━━ DATASET RECORDS

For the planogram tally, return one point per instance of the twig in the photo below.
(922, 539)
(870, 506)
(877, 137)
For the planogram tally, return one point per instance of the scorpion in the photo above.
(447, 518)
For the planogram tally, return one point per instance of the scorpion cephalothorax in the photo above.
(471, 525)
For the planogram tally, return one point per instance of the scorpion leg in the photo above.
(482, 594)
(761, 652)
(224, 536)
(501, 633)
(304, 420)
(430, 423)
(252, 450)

━━━━

_WORK INSTRUCTIONS_
What you return must be the lines from the line holding "cephalothorax in the photo above." through the final line of the material, word for word, and nothing more.

_WRITTEN ANSWER_
For the planogram tally, return one point per instance of the scorpion cephalothorax in the photo above.
(471, 525)
For the planogram tally, return one point per instance of the scorpion leg in the photo above.
(482, 594)
(761, 652)
(224, 536)
(501, 633)
(304, 420)
(430, 423)
(252, 450)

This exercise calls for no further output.